[OBIETTIVO 1]: Puoi restituire tutti i record che seguono il brano, riga per riga e senza alcuna modifica?

[BRANO PROPOSTO]:
+--
GIACOMO DA LENTINI - Rime


Tra i poeti del primo movimento di poesia italiana detto scuola siciliana, Giacomo da Lentini (prima metà del sec. XIII), chiamato anche per antonomasia "il Notaro", fu quello ch'ebbe più larga fama e la cui produzione poetica ci è arrivata in maggior copia: gli sono infatti attribuiti una quarantina tra sonetti e canzoni. Come poeta rappresentativo della vecchia scuola lo riconosce Dante nel canto XXIV del "Purgatorio", per bocca di Bonagiunta Orbicciani, là dove Bonagiunta parla del "nodo" che ritenne lui e Guittone e il Notaro al di qua del "dolce stil novo". Giacomo da Lentini fu anche, per quanto consta, il primo a trattare il sonetto, forma metrica fortunatissima nella poesia italiana e di cui egli è il presunto inventore. La fama del Notaro presso Dante è probabilmente dovuta a quel tratto della sua poesia che per non pochi critici costituisce il suo maggior difetto: la artificiosa complicatezza riflessiva e analitica dello stile, in cui tuttavia è doveroso riconoscere un'alta ambizione d'arte e il proposito di un sottile affinamento teorico e psicologico dei vecchi temi, di uscire insomma dagli schemi della scuola. In questo senso la poesia del Notaro dà il primo avvio a quell'evoluzione della dottrina d'amore che troverà il suo compimento nella lirica del Cavalcanti e di Dante.
+--
[DATI DEL COMPITO]:
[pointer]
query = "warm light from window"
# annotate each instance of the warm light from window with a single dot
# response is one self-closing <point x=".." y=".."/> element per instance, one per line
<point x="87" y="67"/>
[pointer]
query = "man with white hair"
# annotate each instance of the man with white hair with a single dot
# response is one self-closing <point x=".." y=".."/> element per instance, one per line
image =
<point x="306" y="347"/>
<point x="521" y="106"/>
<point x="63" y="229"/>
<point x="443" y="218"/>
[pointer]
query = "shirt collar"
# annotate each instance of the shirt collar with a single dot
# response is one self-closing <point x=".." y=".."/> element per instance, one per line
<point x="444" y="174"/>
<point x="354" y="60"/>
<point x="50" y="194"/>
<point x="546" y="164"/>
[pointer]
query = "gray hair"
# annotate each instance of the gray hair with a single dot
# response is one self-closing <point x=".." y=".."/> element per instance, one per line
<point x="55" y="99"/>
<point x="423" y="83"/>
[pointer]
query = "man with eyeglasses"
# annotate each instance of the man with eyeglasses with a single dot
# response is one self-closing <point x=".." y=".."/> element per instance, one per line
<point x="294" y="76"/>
+--
[OBIETTIVO 2]: Quali persone sono nominate nel brano su Giacomo da Lentini? Elencale tutte.

[RISPOSTA COMPLETA 1]:
[pointer]
query = "warm light from window"
# annotate each instance of the warm light from window with a single dot
# response is one self-closing <point x=".." y=".."/> element per instance, one per line
<point x="87" y="67"/>
[pointer]
query = "man with white hair"
# annotate each instance of the man with white hair with a single dot
# response is one self-closing <point x=".." y=".."/> element per instance, one per line
image =
<point x="306" y="347"/>
<point x="521" y="106"/>
<point x="63" y="229"/>
<point x="443" y="218"/>
[pointer]
query = "shirt collar"
# annotate each instance of the shirt collar with a single dot
# response is one self-closing <point x=".." y=".."/> element per instance, one per line
<point x="444" y="174"/>
<point x="354" y="60"/>
<point x="50" y="194"/>
<point x="546" y="164"/>
[pointer]
query = "gray hair"
# annotate each instance of the gray hair with a single dot
# response is one self-closing <point x=".." y=".."/> element per instance, one per line
<point x="55" y="99"/>
<point x="423" y="83"/>
[pointer]
query = "man with eyeglasses"
# annotate each instance of the man with eyeglasses with a single dot
# response is one self-closing <point x=".." y=".."/> element per instance, one per line
<point x="294" y="76"/>

[RISPOSTA COMPLETA 2]:
- Giacomo da Lentini (detto "il Notaro")
- Dante
- Bonagiunta Orbicciani
- Guittone
- Cavalcanti